> **Passage to read**
========
# Railfan across Texas and New Mexico



## morland (Sep 25, 2012)

Driving through Texas and New Mexico...I was taking pictures here and there, thought they might be interesting.


----------



## mustangcobra94 (Apr 28, 2014)

you were right they are very interesting ! nice job


----------



## Hutch (Dec 19, 2012)

Thanks for posting.:thumbsup:


----------



## txdyna65 (Aug 17, 2012)

Nice pics, that looks like Vernon in a few of those pics.


----------



## Davidfd85 (Jul 4, 2011)

Yeah where were you at with the BNSF unit coal train. They pass through here twice a day.


----------



## morland (Sep 25, 2012)

The BNSF with the grain towers was around Amarillo. Some of the others I believe were between Witchta Falls and Amarillo.


----------



## Biggie (May 14, 2014)

Cool pics morland and tnx for sharing! Btw any new railfan trip planed in the near future ? :smilie_daumenpos:


----------



## morland (Sep 25, 2012)

Yes, I'm still on vacation...going to ride the Durango & Silverton on Friday out of Durango, Colorado. Also if I see any trains of opportunity I will take some more pictures.


----------



## Biggie (May 14, 2014)

Great news & enjoy your vacations :smilie_daumenpos:


----------



## D&J Railroad (Oct 4, 2013)
========
> **Records**
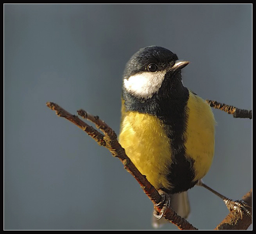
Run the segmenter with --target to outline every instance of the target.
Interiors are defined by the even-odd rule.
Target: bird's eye
[[[149,71],[156,71],[158,67],[155,64],[150,64],[148,65],[147,69]]]

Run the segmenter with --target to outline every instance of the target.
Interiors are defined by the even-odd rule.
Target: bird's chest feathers
[[[158,119],[131,112],[124,118],[119,141],[140,172],[156,188],[168,187],[163,176],[171,161],[169,139]]]

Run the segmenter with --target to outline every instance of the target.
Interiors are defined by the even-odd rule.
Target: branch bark
[[[252,192],[251,189],[242,198],[249,206],[252,206]],[[215,230],[246,230],[252,223],[252,220],[246,215],[241,218],[239,213],[232,211]]]
[[[240,109],[233,106],[218,103],[216,101],[206,100],[206,101],[211,107],[219,109],[232,114],[234,118],[246,118],[250,119],[252,118],[252,112],[251,110]]]
[[[234,113],[237,111],[238,108],[235,107],[225,104],[221,104],[215,101],[207,100],[206,101],[211,106],[220,109],[229,113],[232,114],[234,117],[235,116],[237,116],[237,113],[234,114]],[[100,145],[106,147],[110,151],[114,157],[119,158],[124,165],[125,168],[131,174],[139,183],[144,193],[153,202],[155,208],[158,211],[161,211],[160,207],[157,206],[157,204],[160,202],[161,199],[158,191],[149,182],[146,176],[142,175],[136,168],[126,155],[125,149],[122,147],[118,142],[117,136],[114,131],[104,121],[101,120],[98,116],[92,115],[83,110],[81,109],[77,111],[78,115],[93,123],[97,128],[99,129],[104,133],[102,134],[93,127],[90,126],[82,121],[77,116],[71,114],[57,104],[52,102],[47,102],[46,105],[48,107],[55,111],[56,114],[66,119],[84,131]],[[231,107],[229,108],[229,107]],[[248,117],[251,119],[251,117],[250,118],[249,113],[251,111],[251,111],[247,111],[249,113],[249,117]],[[243,113],[245,112],[243,112]],[[243,115],[244,116],[245,115]],[[251,206],[251,190],[245,195],[243,199]],[[178,215],[171,208],[167,209],[164,215],[164,217],[175,225],[180,230],[198,230],[186,220]],[[238,230],[240,229],[242,230],[246,230],[251,223],[251,220],[247,215],[243,216],[242,218],[241,218],[240,214],[236,212],[235,211],[231,211],[215,230]]]
[[[124,149],[117,140],[117,136],[113,130],[102,121],[97,116],[92,115],[83,110],[77,111],[78,114],[84,119],[93,122],[104,133],[100,133],[91,126],[90,126],[74,115],[70,113],[59,106],[52,102],[47,102],[47,106],[56,112],[61,117],[65,118],[84,131],[99,145],[107,148],[112,155],[118,158],[124,165],[125,168],[139,183],[144,193],[151,200],[155,207],[159,212],[160,207],[157,206],[161,199],[158,191],[149,182],[146,176],[142,175],[125,154]],[[186,220],[179,216],[171,209],[168,209],[164,216],[166,219],[175,225],[180,230],[197,230]]]

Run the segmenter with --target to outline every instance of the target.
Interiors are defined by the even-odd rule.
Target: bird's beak
[[[189,61],[185,60],[176,60],[174,64],[172,66],[173,71],[180,70],[186,67],[189,63]]]

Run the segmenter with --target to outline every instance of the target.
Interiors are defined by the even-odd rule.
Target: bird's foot
[[[170,207],[171,199],[170,196],[163,190],[159,190],[158,192],[161,196],[161,200],[159,203],[156,204],[156,206],[160,208],[161,211],[159,212],[155,209],[154,211],[153,214],[158,220],[159,220],[163,217],[167,208]]]
[[[241,218],[243,218],[243,212],[245,213],[246,214],[252,219],[252,214],[251,211],[248,209],[252,207],[246,202],[243,200],[234,200],[227,199],[223,199],[223,201],[226,204],[227,209],[230,211],[235,210],[240,213]]]

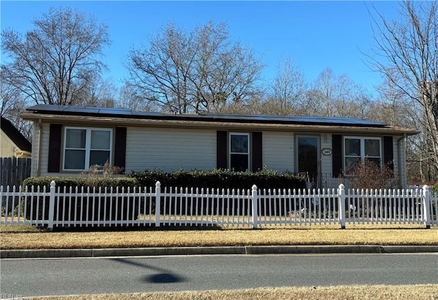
========
> **What this exercise asks**
• a. In the railfan thread, which train does morland plan to ride on Friday?
• b. Extend the Texas and New Mexico railfan thread from the point where it stops.

> **Exercise responses**
• a. The Durango & Silverton, out of Durango, Colorado.

• b.
Comparing the ability to view trains in the great southwest compared to train watching through the trees in the east, is a world of difference. Out west, you can observe trains for miles in either direction while in the east, you see them from track side or view them briefly through obstructions. Forget about pacing trains in the east unless you consider running next to them for 1/2 mile or so as pacing.


----------



## Biggie (May 14, 2014)

Any luck with new pictures morland ?

Regards,
Rok


----------



## morland (Sep 25, 2012)

I have so many pictures that I hardly know where to begin. First off I went to the Cumbres & Toltec yard at Antonito, Colorado. It was small but had some cool steam engines and Rio Grande rolling stock.

Next we went through the Cumbres Pass (a little over 10,000 ft above sea level) just in time to see one of Cumbres & Toltec steam engines coming through the pass. I took some video footage and noticed later when I watched it that a elk got frightened and ran from the train when it was blowing it's whistle.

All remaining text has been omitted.